== EXERCISE DATA

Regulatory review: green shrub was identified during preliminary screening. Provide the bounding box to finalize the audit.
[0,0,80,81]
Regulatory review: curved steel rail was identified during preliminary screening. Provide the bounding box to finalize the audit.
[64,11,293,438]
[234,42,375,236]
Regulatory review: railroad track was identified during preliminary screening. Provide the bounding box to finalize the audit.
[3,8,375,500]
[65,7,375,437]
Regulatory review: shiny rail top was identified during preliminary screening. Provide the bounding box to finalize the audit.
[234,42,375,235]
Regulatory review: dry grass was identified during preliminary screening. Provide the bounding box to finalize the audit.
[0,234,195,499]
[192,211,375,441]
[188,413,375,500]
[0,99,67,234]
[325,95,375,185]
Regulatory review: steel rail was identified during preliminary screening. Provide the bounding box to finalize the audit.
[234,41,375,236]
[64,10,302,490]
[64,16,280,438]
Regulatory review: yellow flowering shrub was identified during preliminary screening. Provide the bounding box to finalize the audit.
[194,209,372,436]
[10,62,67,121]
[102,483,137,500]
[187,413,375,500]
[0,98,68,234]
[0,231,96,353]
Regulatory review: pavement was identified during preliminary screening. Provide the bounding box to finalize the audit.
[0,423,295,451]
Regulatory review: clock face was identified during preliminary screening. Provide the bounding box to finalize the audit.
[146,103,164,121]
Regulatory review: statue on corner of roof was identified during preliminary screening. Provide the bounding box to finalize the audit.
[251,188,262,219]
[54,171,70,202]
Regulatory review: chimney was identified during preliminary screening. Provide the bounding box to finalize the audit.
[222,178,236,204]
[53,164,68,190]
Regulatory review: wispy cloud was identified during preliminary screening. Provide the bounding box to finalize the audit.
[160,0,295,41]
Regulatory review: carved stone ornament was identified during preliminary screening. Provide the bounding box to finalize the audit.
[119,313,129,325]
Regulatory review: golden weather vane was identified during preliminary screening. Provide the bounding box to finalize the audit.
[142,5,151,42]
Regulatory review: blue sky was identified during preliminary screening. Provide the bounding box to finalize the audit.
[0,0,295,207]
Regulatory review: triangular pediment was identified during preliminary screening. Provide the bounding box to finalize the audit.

====

#### WHAT THE TASK ASKS:
Reproduce every one of the records above word for word, from the first through the last.

#### RESULT OF THIS EXERCISE:
Regulatory review: green shrub was identified during preliminary screening. Provide the bounding box to finalize the audit.
[0,0,80,81]
Regulatory review: curved steel rail was identified during preliminary screening. Provide the bounding box to finalize the audit.
[64,11,293,438]
[234,42,375,236]
Regulatory review: railroad track was identified during preliminary screening. Provide the bounding box to finalize the audit.
[3,8,375,500]
[65,7,375,437]
Regulatory review: shiny rail top was identified during preliminary screening. Provide the bounding box to finalize the audit.
[234,42,375,235]
Regulatory review: dry grass was identified during preliminary screening. Provide the bounding box to finalize the audit.
[0,234,195,499]
[192,211,375,441]
[188,413,375,500]
[0,99,67,234]
[325,95,375,185]
Regulatory review: steel rail was identified during preliminary screening. Provide the bounding box to finalize the audit.
[234,41,375,236]
[64,10,302,490]
[64,16,280,438]
Regulatory review: yellow flowering shrub was identified during preliminary screening. Provide the bounding box to finalize the audit.
[194,209,372,436]
[10,62,67,121]
[102,483,137,500]
[187,413,375,500]
[0,98,68,234]
[0,231,96,353]
Regulatory review: pavement was identified during preliminary screening. Provide the bounding box to finalize the audit.
[0,423,295,451]
Regulatory review: clock face was identified during preliminary screening. Provide the bounding box to finalize the audit.
[146,103,164,121]
Regulatory review: statue on corner of roof was identified during preliminary screening. Provide the bounding box to finalize the audit.
[251,188,262,219]
[54,171,70,202]
Regulatory review: chimney was identified during preliminary screening. Provide the bounding box to finalize the audit.
[222,178,236,204]
[53,164,68,190]
Regulatory review: wispy cloud was identified during preliminary screening. Provide the bounding box to finalize the audit.
[160,0,295,41]
Regulatory review: carved stone ornament was identified during preliminary screening. Provide the bounding box to finalize the audit.
[119,313,129,325]
Regulatory review: golden weather vane was identified during preliminary screening. Provide the bounding box to finalize the audit.
[142,5,151,42]
Regulatory review: blue sky was identified during preliminary screening. Provide the bounding box to finalize the audit.
[0,0,295,207]
Regulatory review: triangular pediment was identified during preliminary screening. Provide the bounding box to finalize the audit.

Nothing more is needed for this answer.